═════ Page extract
While we’re hearing this, Amy-Jo is looking out of their apartment window, where within the space of a few seconds we see both the joy that characterised their bond and the real-world, addiction-related complications that continually made it difficult.
Though she is playing younger than her age, Fanning nails this part. She is earnest and yearning as young teenager Amy-Jo, wonderfully proud of her father but somehow made melancholy, as she’d have to be, by the hardscrabble circumstances of her life.
Hawkes, who is all about low-key intensity, is equally strong as the rail-thin Albany, cigarette eternally dangling from his lips, a sweet man whose brilliance as a pianist goes hand in hand with an unapologetic addiction he can never completely escape.
Though it is Albany’s superb work we hear on melodies such as Billy Strayhorn’s Lush Life and his own AB Blues, it is Hawkes we see playing, and the extended period of time the actor put in ensuring that his work would look completely realistic pays off nicely.
As much a character as anyone flesh and blood is the pre-urban renewal Hollywood of the 1970s, typified by the seedy, single-room occupancy hotel where Albany and his daughter stay for a time.
Low Down is intentionally episodic, providing slices of Amy-Jo’s life with her dad and, when he is away, her Gram. What holds us is the drama of this young girl confronting this hard life, trying to keep her balance and deal with its challenges.
But even at Amy-Jo’s worst moments, the love she shares with her dad is as strong as the pain, and that is a remarkable thing to experience. -Los Angeles Times/TNS

Danger drive

FILM: Curve
CAST: Julianne Hough, Teddy Sears, Madalyn Horcher
DIRECTION: Iain Softley

Bride-to-be Mallory (Julianne Hough) is driving to Denver for her wedding when her car breaks down on a deserted highway.
Accepting help from a person called Christian (Teddy Sears), she offers him a lift after he fixes the engine.
But soon Christian’s sick agenda become clear and to avoid his clutches she deliberately crashes the car in the mountains.
Trapped in her overturned vehicle, she must use every trick in the book to escape the predatory hitchhiker.
After the fairly clichéd set-up we are left with what is actually a fairly tense movie. Mallory has to show ingenuity and navigate through two problems, how to survive trapped in a car with no food or water and how to stay out of the clutches of Christian who seems to relish watching her suffer.
Hough and Mallory put in good performances.

Virus mystery

FILM: Quarantine 2: Terminal
CAST: Bre Blair, George Back, Mercedes Masohn, Josh Cooke
DIRECTION: John G Pogue

A direct-to-video sequel, Quarantine 2: Terminal picks up shortly after the events of its predecessor and details the chaos that ensues as a deadly virus makes its way onto a commercial airliner — with the film subsequently following the passengers and flight crew as they attempt to survive within a closed-off airport terminal.
But it gets off to a less-than-impressive start, as writer/director John Pogue blankets the proceedings with one-dimensional, stock characters that are, at the outset, simply unable to engender the viewer’s interest of sympathy.
The mystery surrounding which of these figures is carrying the virus generally compensates for the underwhelming vibe. Once the narrative shifts to the terminal, however, Quarantine 2: Terminal hits a demonstrable lull that is alleviated by the sporadic emphasis on tense sequences and interludes.
The ongoing bickering and squabbling among the remaining uninfected characters is often tedious.
══════════
═════ Material shown
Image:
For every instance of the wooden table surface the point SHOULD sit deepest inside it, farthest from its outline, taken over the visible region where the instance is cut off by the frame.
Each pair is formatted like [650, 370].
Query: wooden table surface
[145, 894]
══════════
## What you will do
[1] Answer these questions from the film reviews.
(a) Which two melodies played by Albany are named in the review of Low Down?
(b) Where is Mallory driving when her car breaks down in Curve?
(c) Who is credited with direction for Quarantine 2: Terminal?
[2] Retype the film reviews from "FILM: Curve" up to and including "watching her suffer.".

## Solutions in order
[1]
(a) Billy Strayhorn's Lush Life and his own AB Blues
(b) To Denver, for her wedding
(c) John G Pogue

[2]
FILM: Curve
CAST: Julianne Hough, Teddy Sears, Madalyn Horcher
DIRECTION: Iain Softley

Bride-to-be Mallory (Julianne Hough) is driving to Denver for her wedding when her car breaks down on a deserted highway.
Accepting help from a person called Christian (Teddy Sears), she offers him a lift after he fixes the engine.
But soon Christian’s sick agenda become clear and to avoid his clutches she deliberately crashes the car in the mountains.
Trapped in her overturned vehicle, she must use every trick in the book to escape the predatory hitchhiker.
After the fairly clichéd set-up we are left with what is actually a fairly tense movie. Mallory has to show ingenuity and navigate through two problems, how to survive trapped in a car with no food or water and how to stay out of the clutches of Christian who seems to relish watching her suffer.